• **Отрывок**:

Я ткачиха по профессии. На душанбинском текстильном комбинате отработала 35 лет.
Родители приехали из Ташкента. Моя мама работала на почте, и она была приглашена по просьбе Главпочтамта Таджикистана.
У меня один сын. Живет он в Москве. Я даже однажды с мужем побывала у него в гостях. Но у меня сразу не наладились отношения с невесткой, которая не захотела, чтобы я с ними жила. Сын ее поддержал и попросил уехать. Вот так я вернулась на родину и оказалась на улице.
Уже много лет я ничего не знаю о своем сыне. Он тоже не знает, что со мной. Думаю, он и не хочет знать о моем существовании. Зачем ему старая и больная мать? Теперь-то я точно уже не нужна.
Мою квартиру продал мой сосед, русский. Я доверилась ему — и оказалась на улице. Он обещал стать моим опекуном и ухаживать за мной. Но обманул.
Случилось это всё в годы гражданской войны, а тогда обратиться с такой проблемой было некуда. Не до этого было. Вокруг голод, холод, убийства, война...
Выживаю за счет милостыни. Кто сомони даст, кто еду подаст. Стала курить и выпивать, но от такой жизни начинаешь употреблять алкоголь — хотя бы для того, чтобы согреться зимой.
Живу, где придется: в подвале, на улице, в подъезде. Я уже не помню, с какого года я на улице.

• **Задания к выполнению**:
(a) Перепишите дословно фрагмент рассказа ткачихи, начиная со слов «Родители приехали из» и заканчивая словами «родину и оказалась на улице.».
(b) Сколько лет рассказчица проработала на душанбинском текстильном комбинате, согласно рассказу ткачихи?
(c) Продолжите рассказ ткачихи с того места, где он заканчивается.
Приведённые далее данные взяты из другого источника.

• **Выдержки из данных**:
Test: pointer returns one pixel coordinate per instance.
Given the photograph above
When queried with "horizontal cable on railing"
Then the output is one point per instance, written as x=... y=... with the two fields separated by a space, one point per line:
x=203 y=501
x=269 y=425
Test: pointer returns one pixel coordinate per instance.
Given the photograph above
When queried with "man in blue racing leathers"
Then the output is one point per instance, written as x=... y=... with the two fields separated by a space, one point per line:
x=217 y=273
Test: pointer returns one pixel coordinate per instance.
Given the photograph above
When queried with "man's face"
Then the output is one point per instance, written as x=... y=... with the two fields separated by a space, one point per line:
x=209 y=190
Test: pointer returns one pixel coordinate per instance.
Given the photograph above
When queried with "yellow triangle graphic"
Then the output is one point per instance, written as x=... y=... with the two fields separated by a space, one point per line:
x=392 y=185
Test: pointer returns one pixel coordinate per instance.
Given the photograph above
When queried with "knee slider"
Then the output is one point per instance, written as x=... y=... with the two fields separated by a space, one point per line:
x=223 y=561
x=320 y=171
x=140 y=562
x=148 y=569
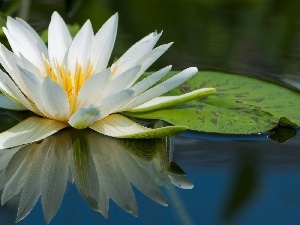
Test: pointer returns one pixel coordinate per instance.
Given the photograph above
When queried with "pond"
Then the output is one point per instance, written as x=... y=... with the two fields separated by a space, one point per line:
x=237 y=179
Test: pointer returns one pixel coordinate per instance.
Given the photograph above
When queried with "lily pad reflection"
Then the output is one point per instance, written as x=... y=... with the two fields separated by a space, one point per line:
x=101 y=167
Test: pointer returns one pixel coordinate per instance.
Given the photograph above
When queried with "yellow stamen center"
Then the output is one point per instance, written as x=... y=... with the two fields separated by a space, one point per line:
x=71 y=83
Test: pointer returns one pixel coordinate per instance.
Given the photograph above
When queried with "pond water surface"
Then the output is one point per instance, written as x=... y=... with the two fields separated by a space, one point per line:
x=237 y=179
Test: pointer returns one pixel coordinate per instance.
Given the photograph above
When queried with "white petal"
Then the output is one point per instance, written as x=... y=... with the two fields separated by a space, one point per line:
x=29 y=130
x=91 y=90
x=163 y=87
x=55 y=174
x=132 y=56
x=125 y=80
x=168 y=101
x=116 y=125
x=103 y=43
x=6 y=155
x=150 y=80
x=85 y=116
x=151 y=57
x=59 y=39
x=55 y=100
x=8 y=103
x=80 y=49
x=30 y=45
x=32 y=186
x=32 y=89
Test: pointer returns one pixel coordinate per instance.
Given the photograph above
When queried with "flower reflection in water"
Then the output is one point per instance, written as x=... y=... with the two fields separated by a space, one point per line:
x=101 y=167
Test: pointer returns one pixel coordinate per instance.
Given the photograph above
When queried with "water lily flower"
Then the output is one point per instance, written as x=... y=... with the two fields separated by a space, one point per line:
x=69 y=83
x=101 y=167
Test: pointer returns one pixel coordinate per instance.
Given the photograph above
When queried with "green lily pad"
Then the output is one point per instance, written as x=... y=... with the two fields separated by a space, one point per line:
x=241 y=105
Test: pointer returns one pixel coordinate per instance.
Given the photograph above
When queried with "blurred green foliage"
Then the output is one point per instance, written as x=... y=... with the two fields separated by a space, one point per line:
x=255 y=37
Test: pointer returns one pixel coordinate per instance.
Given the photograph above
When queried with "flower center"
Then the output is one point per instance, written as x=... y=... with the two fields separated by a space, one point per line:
x=71 y=83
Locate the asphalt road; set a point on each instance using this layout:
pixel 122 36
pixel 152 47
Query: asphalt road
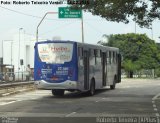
pixel 133 101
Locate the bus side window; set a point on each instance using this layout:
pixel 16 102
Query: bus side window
pixel 80 56
pixel 92 57
pixel 80 52
pixel 110 57
pixel 114 58
pixel 95 54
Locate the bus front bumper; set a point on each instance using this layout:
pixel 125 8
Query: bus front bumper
pixel 63 85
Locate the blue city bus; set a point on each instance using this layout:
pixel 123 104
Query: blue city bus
pixel 73 66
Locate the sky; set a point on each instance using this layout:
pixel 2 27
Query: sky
pixel 14 17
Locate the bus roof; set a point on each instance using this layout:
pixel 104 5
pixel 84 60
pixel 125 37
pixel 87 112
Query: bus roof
pixel 84 45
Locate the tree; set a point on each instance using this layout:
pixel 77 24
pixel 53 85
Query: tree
pixel 138 51
pixel 143 12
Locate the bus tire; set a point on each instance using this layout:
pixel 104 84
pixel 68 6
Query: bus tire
pixel 57 92
pixel 112 87
pixel 91 92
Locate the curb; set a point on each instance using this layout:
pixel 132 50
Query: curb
pixel 24 89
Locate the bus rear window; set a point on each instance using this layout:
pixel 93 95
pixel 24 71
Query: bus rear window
pixel 55 52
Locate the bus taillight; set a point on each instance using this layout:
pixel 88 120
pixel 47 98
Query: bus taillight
pixel 39 72
pixel 70 72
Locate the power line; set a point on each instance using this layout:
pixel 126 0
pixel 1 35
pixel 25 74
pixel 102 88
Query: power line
pixel 38 17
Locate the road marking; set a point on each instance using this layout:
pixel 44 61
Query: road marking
pixel 7 103
pixel 68 115
pixel 6 94
pixel 155 109
pixel 157 115
pixel 154 106
pixel 156 96
pixel 100 99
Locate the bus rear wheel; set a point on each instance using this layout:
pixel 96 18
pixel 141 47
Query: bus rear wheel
pixel 58 92
pixel 91 92
pixel 112 87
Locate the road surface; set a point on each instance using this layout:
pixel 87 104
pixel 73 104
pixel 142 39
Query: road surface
pixel 133 101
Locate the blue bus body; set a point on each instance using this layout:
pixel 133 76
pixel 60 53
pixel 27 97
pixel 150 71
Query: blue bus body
pixel 57 75
pixel 69 65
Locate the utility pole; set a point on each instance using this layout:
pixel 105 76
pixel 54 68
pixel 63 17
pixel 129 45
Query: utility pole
pixel 82 28
pixel 41 22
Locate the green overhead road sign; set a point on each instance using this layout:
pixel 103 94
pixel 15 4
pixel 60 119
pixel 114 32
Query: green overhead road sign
pixel 66 12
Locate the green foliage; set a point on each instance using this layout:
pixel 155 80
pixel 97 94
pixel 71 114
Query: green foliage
pixel 142 11
pixel 138 51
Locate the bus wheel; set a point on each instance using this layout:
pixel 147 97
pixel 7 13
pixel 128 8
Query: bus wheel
pixel 112 87
pixel 58 92
pixel 92 89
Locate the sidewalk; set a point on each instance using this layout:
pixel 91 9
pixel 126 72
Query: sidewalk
pixel 10 88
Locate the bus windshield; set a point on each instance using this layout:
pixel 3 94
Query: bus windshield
pixel 57 53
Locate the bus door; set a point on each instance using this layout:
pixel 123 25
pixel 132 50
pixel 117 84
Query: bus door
pixel 104 73
pixel 86 70
pixel 119 68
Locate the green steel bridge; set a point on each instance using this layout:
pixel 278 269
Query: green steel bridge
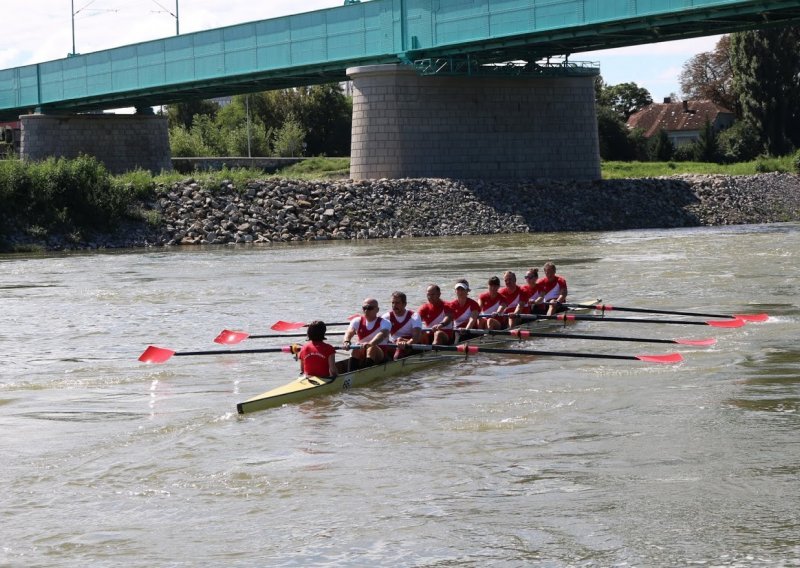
pixel 437 36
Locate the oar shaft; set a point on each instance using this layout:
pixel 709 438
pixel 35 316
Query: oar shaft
pixel 608 308
pixel 472 349
pixel 571 317
pixel 233 352
pixel 524 333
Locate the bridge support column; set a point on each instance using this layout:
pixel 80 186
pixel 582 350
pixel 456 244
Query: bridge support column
pixel 123 142
pixel 472 127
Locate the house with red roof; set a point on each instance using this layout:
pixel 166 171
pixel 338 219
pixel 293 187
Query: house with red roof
pixel 683 121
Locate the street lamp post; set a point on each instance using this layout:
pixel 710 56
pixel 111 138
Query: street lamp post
pixel 72 11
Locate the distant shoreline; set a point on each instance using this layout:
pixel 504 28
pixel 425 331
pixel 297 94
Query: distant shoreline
pixel 284 210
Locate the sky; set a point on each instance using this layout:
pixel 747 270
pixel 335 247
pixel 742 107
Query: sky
pixel 41 30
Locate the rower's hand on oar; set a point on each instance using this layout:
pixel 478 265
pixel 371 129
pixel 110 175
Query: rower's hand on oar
pixel 155 354
pixel 228 337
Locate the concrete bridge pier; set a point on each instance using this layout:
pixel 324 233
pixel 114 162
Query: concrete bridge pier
pixel 123 142
pixel 472 127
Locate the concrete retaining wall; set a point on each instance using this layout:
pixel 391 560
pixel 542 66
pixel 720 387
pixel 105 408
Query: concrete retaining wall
pixel 407 125
pixel 122 142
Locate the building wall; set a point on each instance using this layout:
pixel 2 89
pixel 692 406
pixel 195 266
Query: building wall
pixel 407 125
pixel 121 142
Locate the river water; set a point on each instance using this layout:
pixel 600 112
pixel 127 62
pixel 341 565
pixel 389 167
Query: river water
pixel 496 461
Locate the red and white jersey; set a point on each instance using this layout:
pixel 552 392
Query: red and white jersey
pixel 461 314
pixel 433 315
pixel 366 331
pixel 490 305
pixel 403 326
pixel 512 299
pixel 551 289
pixel 314 357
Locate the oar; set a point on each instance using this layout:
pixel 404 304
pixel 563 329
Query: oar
pixel 230 337
pixel 522 334
pixel 472 349
pixel 155 354
pixel 573 317
pixel 281 325
pixel 608 308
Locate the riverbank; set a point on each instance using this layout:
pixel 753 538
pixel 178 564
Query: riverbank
pixel 283 210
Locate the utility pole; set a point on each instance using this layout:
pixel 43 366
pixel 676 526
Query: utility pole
pixel 72 12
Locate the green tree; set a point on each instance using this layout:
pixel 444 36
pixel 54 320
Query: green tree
pixel 766 70
pixel 706 148
pixel 613 135
pixel 327 119
pixel 709 76
pixel 182 114
pixel 624 99
pixel 290 138
pixel 739 143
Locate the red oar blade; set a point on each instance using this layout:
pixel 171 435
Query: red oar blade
pixel 668 358
pixel 155 354
pixel 699 342
pixel 228 337
pixel 726 323
pixel 281 325
pixel 752 317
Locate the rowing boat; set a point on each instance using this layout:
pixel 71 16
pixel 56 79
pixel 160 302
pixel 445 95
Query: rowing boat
pixel 304 388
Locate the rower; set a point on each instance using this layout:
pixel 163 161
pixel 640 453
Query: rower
pixel 515 297
pixel 492 306
pixel 373 334
pixel 551 292
pixel 438 317
pixel 406 325
pixel 465 310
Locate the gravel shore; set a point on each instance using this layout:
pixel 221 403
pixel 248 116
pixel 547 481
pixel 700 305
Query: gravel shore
pixel 282 210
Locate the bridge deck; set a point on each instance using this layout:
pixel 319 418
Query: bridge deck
pixel 319 46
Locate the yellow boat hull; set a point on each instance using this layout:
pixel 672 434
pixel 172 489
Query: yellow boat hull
pixel 304 388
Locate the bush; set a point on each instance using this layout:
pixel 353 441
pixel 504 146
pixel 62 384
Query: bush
pixel 684 153
pixel 61 195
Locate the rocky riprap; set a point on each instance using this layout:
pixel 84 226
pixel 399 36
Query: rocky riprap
pixel 282 210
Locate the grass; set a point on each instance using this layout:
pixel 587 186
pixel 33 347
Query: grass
pixel 634 170
pixel 318 168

• **Ответы**:
(a)
Родители приехали из Ташкента. Моя мама работала на почте, и она была приглашена по просьбе Главпочтамта Таджикистана.
У меня один сын. Живет он в Москве. Я даже однажды с мужем побывала у него в гостях. Но у меня сразу не наладились отношения с невесткой, которая не захотела, чтобы я с ними жила. Сын ее поддержал и попросил уехать. Вот так я вернулась на родину и оказалась на улице.

(b) 35 лет.

(c)
В Душанбе есть спецприемник для бездомных. Нас там закрывают на месяц. Из еды только полусырая перловка, от которой у всех было постоянное расстройство желудка.
Попадаем мы туда, когда нужно очистить город от таких, как мы. Милиция проводит рейды... Там практически никаких условий, почти как на улице, и через месяц нас снова выпускают.
В СССР такого бы не произошло. Не было такого обмана. А сейчас совсем по-другому, всё никак привыкнуть не могу к новой жизни. До сих пор чувствую себя советским человеком, и кажется, что живу не в родном Душанбе, а уже в совершенно чужом городе, в чужой и далекой стране.
Галина Корнеева — 65 лет
Я родилась в Комсомольске-на-Амуре. Там закончила школу и институт. И по распределению попала на Север.
По профессии я геолог. Я 36 лет отработала в Якутии и в Хабаровске, где и познакомилась со своим будущим мужем. В Таджикистан я приехала в 1989 году вместе с мужем-военным. В Душанбе я ухаживала за больным свекром.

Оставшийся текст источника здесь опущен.